Standards of cleanliness in hospitals are improving, which is helping in the battle against healthcare associated infections, according Scotland’s top hospital inspector.
A report by the Chief Inspector of the Healthcare Environment Inspectorate said today that the number of requirements and recommendations issued to health boards as a result of inspections reduced significantly last year.
From October 2011 to September 2012, the HEI made 110 requirements and 81 recommendations, compared to 172 requirements and 180 recommendations in the first report in 2009-2010.
Rates of Clostridium difficile in patients aged 65 and over reduced by 37% and the number of cases of MRSA fell by 35% in the same time period.
Mr Neil said: “I am encouraged to see notable improvements in hospitals, but we are not complacent and I recognise there are still a number of areas where further improvement is needed.

....

*Tasks and exercises:*
1. List every count of requirements or recommendations that the passage on hospital cleanliness in Scotland reports, together with the period to which each count belongs.
2. Continue the passage on hospital cleanliness in Scotland from its final sentence.

....

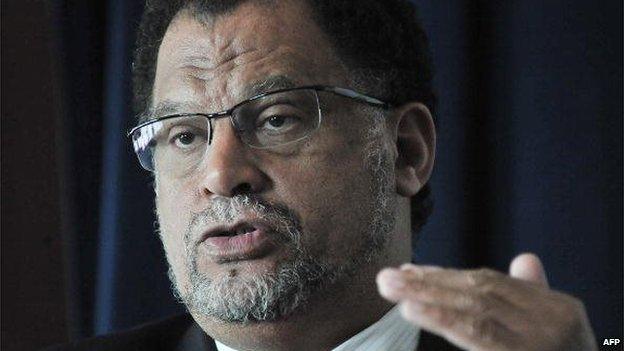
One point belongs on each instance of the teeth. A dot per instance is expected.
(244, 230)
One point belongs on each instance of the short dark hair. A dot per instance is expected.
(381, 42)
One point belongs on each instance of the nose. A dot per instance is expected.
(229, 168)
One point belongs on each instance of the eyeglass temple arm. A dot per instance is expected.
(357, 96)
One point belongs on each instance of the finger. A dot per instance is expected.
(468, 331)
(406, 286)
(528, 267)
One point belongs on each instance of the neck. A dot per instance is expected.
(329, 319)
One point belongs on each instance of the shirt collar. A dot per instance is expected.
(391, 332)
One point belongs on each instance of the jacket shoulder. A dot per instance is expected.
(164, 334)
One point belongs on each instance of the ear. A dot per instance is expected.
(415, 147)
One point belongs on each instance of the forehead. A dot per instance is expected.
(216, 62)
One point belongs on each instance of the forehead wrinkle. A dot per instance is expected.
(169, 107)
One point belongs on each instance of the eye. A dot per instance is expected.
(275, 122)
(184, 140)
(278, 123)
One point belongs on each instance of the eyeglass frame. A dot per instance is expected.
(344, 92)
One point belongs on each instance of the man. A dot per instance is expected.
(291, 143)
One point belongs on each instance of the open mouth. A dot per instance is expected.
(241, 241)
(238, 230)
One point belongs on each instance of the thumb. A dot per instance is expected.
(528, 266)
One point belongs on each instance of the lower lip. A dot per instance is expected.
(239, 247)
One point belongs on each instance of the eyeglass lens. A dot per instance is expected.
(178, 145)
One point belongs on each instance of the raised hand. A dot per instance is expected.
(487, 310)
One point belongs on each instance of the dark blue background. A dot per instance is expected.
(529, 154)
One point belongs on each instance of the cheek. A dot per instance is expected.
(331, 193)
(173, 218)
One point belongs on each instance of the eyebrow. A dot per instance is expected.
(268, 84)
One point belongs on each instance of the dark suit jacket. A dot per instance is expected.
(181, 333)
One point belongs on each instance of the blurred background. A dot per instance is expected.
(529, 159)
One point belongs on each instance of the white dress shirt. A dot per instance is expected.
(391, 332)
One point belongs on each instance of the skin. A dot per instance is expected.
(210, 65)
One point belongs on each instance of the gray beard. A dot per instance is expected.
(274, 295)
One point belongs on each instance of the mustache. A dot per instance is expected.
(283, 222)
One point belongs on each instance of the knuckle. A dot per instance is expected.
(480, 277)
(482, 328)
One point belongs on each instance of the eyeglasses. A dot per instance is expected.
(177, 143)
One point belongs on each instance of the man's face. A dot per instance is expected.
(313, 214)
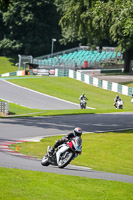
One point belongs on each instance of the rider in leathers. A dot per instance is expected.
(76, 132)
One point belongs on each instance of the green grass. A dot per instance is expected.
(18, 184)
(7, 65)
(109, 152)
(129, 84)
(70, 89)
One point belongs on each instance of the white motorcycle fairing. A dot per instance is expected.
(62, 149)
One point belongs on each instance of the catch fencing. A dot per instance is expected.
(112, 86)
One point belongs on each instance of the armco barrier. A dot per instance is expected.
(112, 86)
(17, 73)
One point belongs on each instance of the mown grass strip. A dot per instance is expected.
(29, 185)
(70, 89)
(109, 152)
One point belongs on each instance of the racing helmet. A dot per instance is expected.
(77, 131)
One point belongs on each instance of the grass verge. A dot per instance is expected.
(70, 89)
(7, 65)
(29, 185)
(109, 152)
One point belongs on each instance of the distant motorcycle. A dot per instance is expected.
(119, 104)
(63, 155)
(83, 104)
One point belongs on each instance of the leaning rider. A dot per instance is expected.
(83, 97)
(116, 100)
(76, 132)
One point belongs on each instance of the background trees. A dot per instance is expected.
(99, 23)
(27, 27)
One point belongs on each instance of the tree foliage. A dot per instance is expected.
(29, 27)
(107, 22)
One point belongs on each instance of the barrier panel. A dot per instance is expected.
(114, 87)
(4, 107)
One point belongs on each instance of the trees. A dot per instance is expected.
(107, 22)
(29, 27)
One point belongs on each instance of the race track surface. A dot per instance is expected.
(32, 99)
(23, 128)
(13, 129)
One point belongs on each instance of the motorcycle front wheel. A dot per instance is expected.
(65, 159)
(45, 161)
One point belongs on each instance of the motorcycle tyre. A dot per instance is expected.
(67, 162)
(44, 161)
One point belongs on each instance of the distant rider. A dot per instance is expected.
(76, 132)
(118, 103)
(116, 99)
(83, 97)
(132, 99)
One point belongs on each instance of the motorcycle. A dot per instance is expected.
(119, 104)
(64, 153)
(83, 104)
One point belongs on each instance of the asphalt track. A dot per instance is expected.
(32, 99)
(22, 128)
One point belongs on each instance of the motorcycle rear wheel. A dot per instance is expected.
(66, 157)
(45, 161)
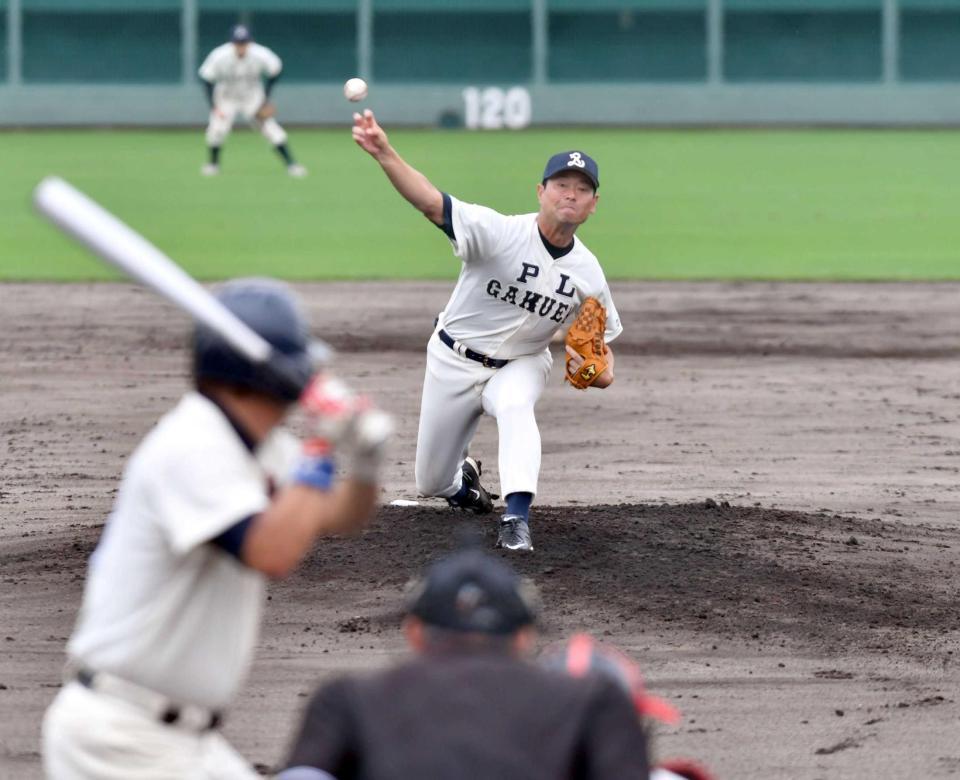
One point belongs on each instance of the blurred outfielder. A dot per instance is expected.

....

*Results in order:*
1.
- 110 requirements: October 2011 to September 2012
- 81 recommendations: October 2011 to September 2012
- 172 requirements: the first report, 2009-2010
- 180 recommendations: the first report, 2009-2010

2.
“All NHS Boards have been left in no doubt that they must act now to tackle any issues raised in these inspection reports as a matter of urgency.
“This report reassures me that the inspections are helping to improve the hospital care environment for people across Scotland.”
Mr Neil officially opened a new 100% single room hospital building in Edinburgh today. The £43.6m Royal Victoria Building, on the Western General Hospital site, comprises of 147 private rooms, each with its own en-suite shower and toilet facilities.